TASK DIRECTIONS: Could you write out all the entries below again, replacing every "query" with "prompt", leaving everything else unchanged and the pictures out?

DATA FOR THIS EXERCISE:

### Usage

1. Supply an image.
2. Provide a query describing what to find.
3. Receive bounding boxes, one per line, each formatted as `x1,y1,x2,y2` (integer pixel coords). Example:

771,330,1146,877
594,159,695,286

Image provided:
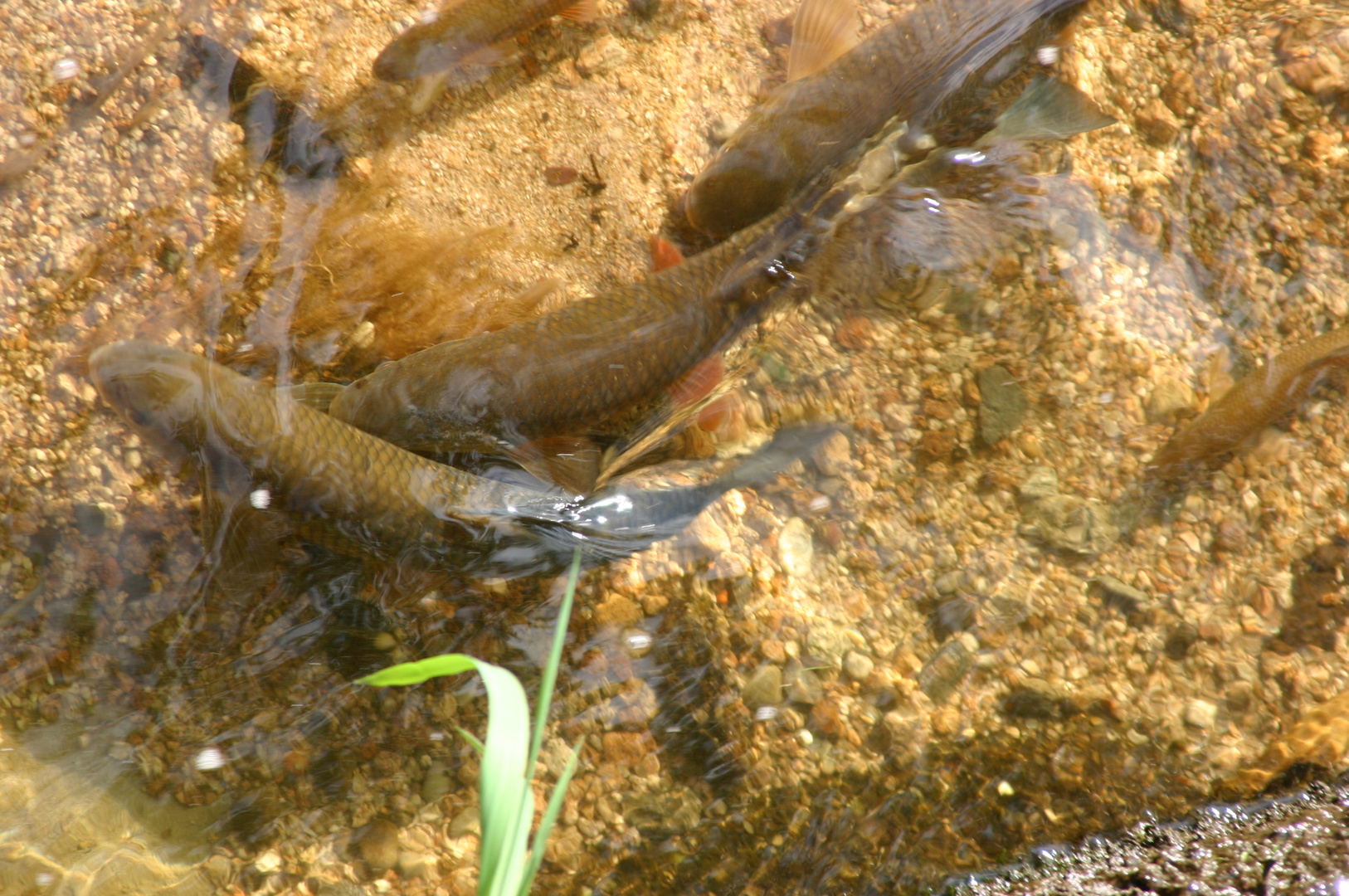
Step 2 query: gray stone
979,366,1030,446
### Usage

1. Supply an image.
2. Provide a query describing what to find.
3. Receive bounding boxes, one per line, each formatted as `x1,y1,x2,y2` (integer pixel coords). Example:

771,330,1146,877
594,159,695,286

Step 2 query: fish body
373,0,595,81
1148,327,1349,482
684,0,1084,237
329,201,800,470
89,342,830,577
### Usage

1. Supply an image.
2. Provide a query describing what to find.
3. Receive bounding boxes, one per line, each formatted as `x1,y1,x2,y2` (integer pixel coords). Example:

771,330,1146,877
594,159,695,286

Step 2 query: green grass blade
475,661,534,896
517,741,582,896
528,548,582,767
356,653,478,687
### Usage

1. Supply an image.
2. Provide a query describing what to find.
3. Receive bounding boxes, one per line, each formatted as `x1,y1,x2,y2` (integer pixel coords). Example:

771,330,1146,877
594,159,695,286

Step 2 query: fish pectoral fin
787,0,862,81
651,235,684,271
506,436,603,495
979,77,1116,143
558,0,599,24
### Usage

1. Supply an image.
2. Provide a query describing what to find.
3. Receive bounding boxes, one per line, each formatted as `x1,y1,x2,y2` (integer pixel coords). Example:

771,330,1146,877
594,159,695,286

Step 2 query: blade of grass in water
358,548,582,896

RESULT:
### Usage

1. Supply an image.
2. Provide a prompt describing what to find.
3. Receive bounding boxes, one per line, each formatted as `x1,y1,x2,y2` (integer pixel coords). Example:

771,330,1146,877
594,159,695,286

Image provided:
Step 2 prompt: gray stone
979,366,1030,446
### Usage

1. Supply an image.
2. Provide a prompt describing what to find.
3. Receive bounding boxes, one per line, each formatted as `x1,y1,x2,y2` (integer pixel coords). Example:

771,330,1146,877
594,159,695,286

Step 2 prompt: fish body
373,0,595,81
1148,327,1349,482
684,0,1084,237
329,201,800,470
89,342,830,577
### Usage

1. Supply an image.
2. Provide a prompt describing what to find.
3. Receive bounding boxes, one per line, each formatted as `x1,y1,x2,y2` (integer pixel coords). Example:

771,330,1146,877
594,159,695,286

Step 2 prompt: green grass blade
475,661,534,896
517,741,582,896
528,548,582,767
356,653,478,687
### Usage

1. Supply an image.
2. Provide a prompt describing what to find.
3. Receive bounding boxes, one per line, each formatted as `x1,y1,x2,y2` (integer pixel coords). Example:

771,330,1146,877
594,159,695,286

Step 2 prompt: fish pectoral fin
787,0,862,81
651,235,684,271
506,436,603,495
979,77,1116,143
558,0,599,24
### Usage

1. Supply an image.
2. Provide a prompt describing what to find.
3. Receive bounding boxes, one per line, each formatted as `x1,y1,x2,y2` (integer pixel coords). Example:

771,330,1146,877
594,159,695,286

Step 2 prompt: blade of grass in water
358,548,582,896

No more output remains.